[Start]

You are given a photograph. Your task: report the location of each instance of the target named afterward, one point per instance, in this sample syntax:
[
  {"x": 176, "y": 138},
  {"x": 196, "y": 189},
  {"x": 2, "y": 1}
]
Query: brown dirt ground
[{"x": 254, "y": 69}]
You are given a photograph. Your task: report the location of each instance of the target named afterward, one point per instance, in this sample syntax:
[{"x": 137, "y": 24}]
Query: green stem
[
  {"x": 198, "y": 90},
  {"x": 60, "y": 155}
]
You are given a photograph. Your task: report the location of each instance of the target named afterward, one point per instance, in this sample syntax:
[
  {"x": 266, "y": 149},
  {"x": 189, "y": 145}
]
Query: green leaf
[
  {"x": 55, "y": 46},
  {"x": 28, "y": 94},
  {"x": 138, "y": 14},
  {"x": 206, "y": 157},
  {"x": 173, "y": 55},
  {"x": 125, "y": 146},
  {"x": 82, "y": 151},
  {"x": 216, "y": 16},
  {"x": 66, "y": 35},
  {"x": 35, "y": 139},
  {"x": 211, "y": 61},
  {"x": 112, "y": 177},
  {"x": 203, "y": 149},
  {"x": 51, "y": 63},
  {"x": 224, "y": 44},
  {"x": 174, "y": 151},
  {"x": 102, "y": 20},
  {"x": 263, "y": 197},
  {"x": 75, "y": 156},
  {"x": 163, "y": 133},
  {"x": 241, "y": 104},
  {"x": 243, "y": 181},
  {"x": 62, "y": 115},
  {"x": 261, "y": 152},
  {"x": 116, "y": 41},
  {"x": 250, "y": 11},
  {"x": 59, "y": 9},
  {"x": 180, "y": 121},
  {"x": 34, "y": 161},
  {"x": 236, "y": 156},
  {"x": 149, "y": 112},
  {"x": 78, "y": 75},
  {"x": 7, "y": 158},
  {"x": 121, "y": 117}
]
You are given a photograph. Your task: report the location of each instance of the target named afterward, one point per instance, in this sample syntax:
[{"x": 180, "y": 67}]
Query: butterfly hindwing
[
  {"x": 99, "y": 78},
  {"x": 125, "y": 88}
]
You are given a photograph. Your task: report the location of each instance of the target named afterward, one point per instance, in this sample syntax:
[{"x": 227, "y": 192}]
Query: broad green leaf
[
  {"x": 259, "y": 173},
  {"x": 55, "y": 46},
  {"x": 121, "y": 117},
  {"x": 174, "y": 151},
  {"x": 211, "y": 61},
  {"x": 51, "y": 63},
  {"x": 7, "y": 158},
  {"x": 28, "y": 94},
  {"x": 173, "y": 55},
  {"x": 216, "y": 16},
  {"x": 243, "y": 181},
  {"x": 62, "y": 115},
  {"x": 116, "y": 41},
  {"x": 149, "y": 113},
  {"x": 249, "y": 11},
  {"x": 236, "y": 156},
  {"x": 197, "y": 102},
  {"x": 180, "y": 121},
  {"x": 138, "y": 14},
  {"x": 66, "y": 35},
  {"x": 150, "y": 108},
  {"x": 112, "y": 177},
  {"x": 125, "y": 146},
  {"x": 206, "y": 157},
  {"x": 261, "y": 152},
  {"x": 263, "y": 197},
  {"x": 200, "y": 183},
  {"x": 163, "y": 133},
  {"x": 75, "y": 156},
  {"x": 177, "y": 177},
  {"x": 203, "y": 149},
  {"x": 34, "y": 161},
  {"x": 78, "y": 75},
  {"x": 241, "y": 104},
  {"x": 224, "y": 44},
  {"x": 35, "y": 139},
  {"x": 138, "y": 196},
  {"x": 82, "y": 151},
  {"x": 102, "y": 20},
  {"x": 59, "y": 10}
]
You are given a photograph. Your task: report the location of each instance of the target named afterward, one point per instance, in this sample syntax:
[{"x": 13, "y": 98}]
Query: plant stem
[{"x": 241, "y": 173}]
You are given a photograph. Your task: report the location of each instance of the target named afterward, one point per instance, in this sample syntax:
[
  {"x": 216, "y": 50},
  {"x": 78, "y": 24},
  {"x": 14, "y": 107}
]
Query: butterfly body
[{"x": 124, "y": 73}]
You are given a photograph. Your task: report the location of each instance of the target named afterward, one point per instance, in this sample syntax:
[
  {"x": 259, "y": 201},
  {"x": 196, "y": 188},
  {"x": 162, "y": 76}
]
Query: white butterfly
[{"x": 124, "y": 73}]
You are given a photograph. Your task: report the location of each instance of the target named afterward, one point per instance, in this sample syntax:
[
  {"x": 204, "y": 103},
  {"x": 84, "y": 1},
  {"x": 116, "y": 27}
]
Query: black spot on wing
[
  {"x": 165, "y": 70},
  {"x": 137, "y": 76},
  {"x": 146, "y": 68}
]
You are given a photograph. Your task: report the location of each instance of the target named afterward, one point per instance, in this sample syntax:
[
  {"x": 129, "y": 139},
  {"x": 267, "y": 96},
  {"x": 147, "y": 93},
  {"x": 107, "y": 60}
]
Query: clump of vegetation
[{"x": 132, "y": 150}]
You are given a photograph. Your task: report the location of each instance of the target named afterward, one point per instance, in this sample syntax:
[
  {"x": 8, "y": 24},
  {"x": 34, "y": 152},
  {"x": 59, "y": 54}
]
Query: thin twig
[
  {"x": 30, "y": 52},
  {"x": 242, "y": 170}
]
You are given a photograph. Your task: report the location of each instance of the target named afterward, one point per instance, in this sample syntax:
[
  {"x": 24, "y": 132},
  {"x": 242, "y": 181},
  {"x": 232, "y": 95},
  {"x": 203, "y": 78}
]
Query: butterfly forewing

[End]

- **Written task**
Copy out all of the records above with nothing altered.

- **Response to the exercise**
You are given a photograph. Your task: report the location of each instance of the target named afterward, one point per instance, in this sample syntax:
[
  {"x": 176, "y": 138},
  {"x": 196, "y": 189},
  {"x": 2, "y": 1}
]
Query: brown dirt ground
[{"x": 254, "y": 69}]
You are given a photograph. Your task: report the location of each instance of the target named afterward, one point per instance, in this sample syntax:
[{"x": 137, "y": 24}]
Query: green stem
[
  {"x": 198, "y": 90},
  {"x": 60, "y": 155}
]
You are given a photograph. Your task: report the location of each instance of the target named afterward, one point per instance, in this sample syntax:
[
  {"x": 266, "y": 149},
  {"x": 189, "y": 145}
]
Query: green leaf
[
  {"x": 55, "y": 46},
  {"x": 28, "y": 94},
  {"x": 138, "y": 14},
  {"x": 206, "y": 157},
  {"x": 173, "y": 55},
  {"x": 125, "y": 146},
  {"x": 82, "y": 151},
  {"x": 216, "y": 16},
  {"x": 66, "y": 35},
  {"x": 35, "y": 139},
  {"x": 211, "y": 61},
  {"x": 112, "y": 177},
  {"x": 203, "y": 149},
  {"x": 51, "y": 63},
  {"x": 224, "y": 44},
  {"x": 174, "y": 151},
  {"x": 102, "y": 20},
  {"x": 263, "y": 197},
  {"x": 75, "y": 156},
  {"x": 163, "y": 133},
  {"x": 241, "y": 104},
  {"x": 243, "y": 181},
  {"x": 62, "y": 115},
  {"x": 261, "y": 152},
  {"x": 116, "y": 41},
  {"x": 250, "y": 11},
  {"x": 59, "y": 9},
  {"x": 180, "y": 121},
  {"x": 34, "y": 161},
  {"x": 236, "y": 156},
  {"x": 149, "y": 112},
  {"x": 78, "y": 75},
  {"x": 7, "y": 158},
  {"x": 121, "y": 117}
]
You are given a photograph. Your task: report the location of each instance of the target named afterward, one point per instance, in this sample syntax:
[{"x": 180, "y": 67}]
Query: butterfly hindwing
[
  {"x": 99, "y": 78},
  {"x": 125, "y": 88}
]
You are given a photograph. Your task: report the location of each instance of the target named afterward, one point per instance, in this sample syntax:
[{"x": 227, "y": 192}]
Query: broad green leaf
[
  {"x": 259, "y": 173},
  {"x": 55, "y": 46},
  {"x": 121, "y": 117},
  {"x": 174, "y": 151},
  {"x": 211, "y": 61},
  {"x": 51, "y": 63},
  {"x": 7, "y": 158},
  {"x": 28, "y": 94},
  {"x": 173, "y": 55},
  {"x": 216, "y": 16},
  {"x": 243, "y": 181},
  {"x": 62, "y": 115},
  {"x": 116, "y": 41},
  {"x": 149, "y": 113},
  {"x": 249, "y": 11},
  {"x": 236, "y": 156},
  {"x": 197, "y": 102},
  {"x": 180, "y": 121},
  {"x": 138, "y": 14},
  {"x": 66, "y": 35},
  {"x": 150, "y": 108},
  {"x": 112, "y": 177},
  {"x": 125, "y": 146},
  {"x": 206, "y": 157},
  {"x": 261, "y": 152},
  {"x": 263, "y": 197},
  {"x": 200, "y": 183},
  {"x": 163, "y": 133},
  {"x": 75, "y": 156},
  {"x": 177, "y": 177},
  {"x": 203, "y": 149},
  {"x": 34, "y": 161},
  {"x": 78, "y": 75},
  {"x": 241, "y": 104},
  {"x": 224, "y": 44},
  {"x": 35, "y": 139},
  {"x": 138, "y": 196},
  {"x": 82, "y": 151},
  {"x": 102, "y": 20},
  {"x": 59, "y": 10}
]
You are given a photograph. Your task: report the location of each instance of the target named afterward, one point per instance, in this sample syntax:
[{"x": 13, "y": 98}]
Query: plant stem
[{"x": 241, "y": 173}]
You are given a photograph. Your task: report the location of each instance of the target named afterward, one point per instance, in this sample syntax:
[
  {"x": 216, "y": 50},
  {"x": 78, "y": 24},
  {"x": 14, "y": 107}
]
Query: butterfly body
[{"x": 124, "y": 73}]
You are given a photograph. Your task: report the location of each instance of the target named afterward, one point per instance, in this sample syntax:
[
  {"x": 259, "y": 201},
  {"x": 196, "y": 188},
  {"x": 162, "y": 76}
]
Query: white butterfly
[{"x": 124, "y": 73}]
You are given a photograph. Your task: report the location of each instance of the target named afterward, one point per instance, in this sample syntax:
[
  {"x": 204, "y": 103},
  {"x": 84, "y": 1},
  {"x": 116, "y": 27}
]
Query: black spot on wing
[
  {"x": 165, "y": 70},
  {"x": 137, "y": 76},
  {"x": 146, "y": 68}
]
You are given a photograph. Your task: report the location of each instance of the target named afterward, one point per instance, in this sample syntax:
[
  {"x": 129, "y": 139},
  {"x": 267, "y": 96},
  {"x": 147, "y": 93},
  {"x": 107, "y": 60}
]
Query: clump of vegetation
[{"x": 132, "y": 150}]
You are given a photograph. Your task: report the location of each instance of the target named afterward, one point per instance, in this sample syntax:
[
  {"x": 8, "y": 24},
  {"x": 34, "y": 152},
  {"x": 59, "y": 54}
]
Query: thin twig
[
  {"x": 30, "y": 52},
  {"x": 242, "y": 170}
]
You are given a photograph. Your task: report the location of each instance of the target named afterward, one point per instance, in this sample syntax:
[
  {"x": 24, "y": 132},
  {"x": 242, "y": 181},
  {"x": 232, "y": 95},
  {"x": 203, "y": 78}
]
Query: butterfly forewing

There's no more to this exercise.